> **Ausgewählter Text**
*-*-*

Vogelkino im Warndt Kino-Szenen am Himmel über dem Warndt
Großrosseln · Riesige Starenschwärme überm Dach: Aktuelle Naturbeobachtungen haben bei einer Großrosselerin Hitchcock-Gefühle geweckt.
„Zwischen 17.15 und 18 Uhr erwacht das Grauen über unserem Grundstück – Hitchcock lässt grüßen“: So schildert Patricia Müller aus Großrosseln, was sie seit zwei Wochen beobachtet. Riesige Vogelschwärme ziehen täglich zur Abenddämmerungszeit über die Häuser. Auch wenn sie sich, mit leichter Gänsehaut, an den Kinoklassiker „Die Vögel“ erinnert fühlt, hat die SZ-Leserin genau hingeschaut. „Die Vögel (ich gehe von Staren aus) kommen zuerst in kleinen Trupps, fliegen anscheinend zu ihrem Nachtlager. Dort sammeln sie sich und fliegen dann zu Tausenden immer wieder über uns hinweg. Es ist ein sehr erschreckendes Schauspiel“, schreibt sie in einer E-Mail an die Redaktion. Und: „Die Geräusche dazu, es ist der helle Wahnsinn.“ Ihr Mann Peter hat das ungewöhnliche Natur-„Kino“ fotografiert. Seine Bilder zeigen regelrechte Vogel-Wolken. Um Einzeltiere aus dem Schwarm mit der Kamera näher heranzuholen – und so die Bestimmung der Vögel 100-prozentig abzusichern –, habe das Dämmerlicht nicht ausgereicht, sagt Patricia Müller. Außerdem seien sie und ihre Familie während der Schwarm-Zeit lieber unterm Balkon geblieben, um nicht vom reichlich herabrieselnden Vogeldreck getroffen zu werden.

*-*-*

> **Vorliegende Datensätze**
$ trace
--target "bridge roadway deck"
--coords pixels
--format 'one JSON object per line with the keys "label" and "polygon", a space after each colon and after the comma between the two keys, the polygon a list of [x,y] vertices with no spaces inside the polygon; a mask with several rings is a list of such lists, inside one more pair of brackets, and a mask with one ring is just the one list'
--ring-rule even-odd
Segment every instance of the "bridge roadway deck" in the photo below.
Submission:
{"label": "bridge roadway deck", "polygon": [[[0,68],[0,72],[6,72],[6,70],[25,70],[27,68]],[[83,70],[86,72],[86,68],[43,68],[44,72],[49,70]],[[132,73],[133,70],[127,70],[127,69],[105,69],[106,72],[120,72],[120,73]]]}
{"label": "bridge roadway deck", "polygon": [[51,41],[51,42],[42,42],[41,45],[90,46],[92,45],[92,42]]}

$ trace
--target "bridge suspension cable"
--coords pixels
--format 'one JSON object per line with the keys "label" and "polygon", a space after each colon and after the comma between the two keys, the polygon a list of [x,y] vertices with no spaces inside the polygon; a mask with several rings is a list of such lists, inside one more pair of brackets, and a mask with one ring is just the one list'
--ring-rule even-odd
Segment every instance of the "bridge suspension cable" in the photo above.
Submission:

*-*-*

> **Aufgabenstellung**
Wer hat laut dem Text über die Starenschwärme in Großrosseln die Vogelschwärme fotografiert?

> **Schriftliche Lösung**
Patricia Müllers Mann Peter.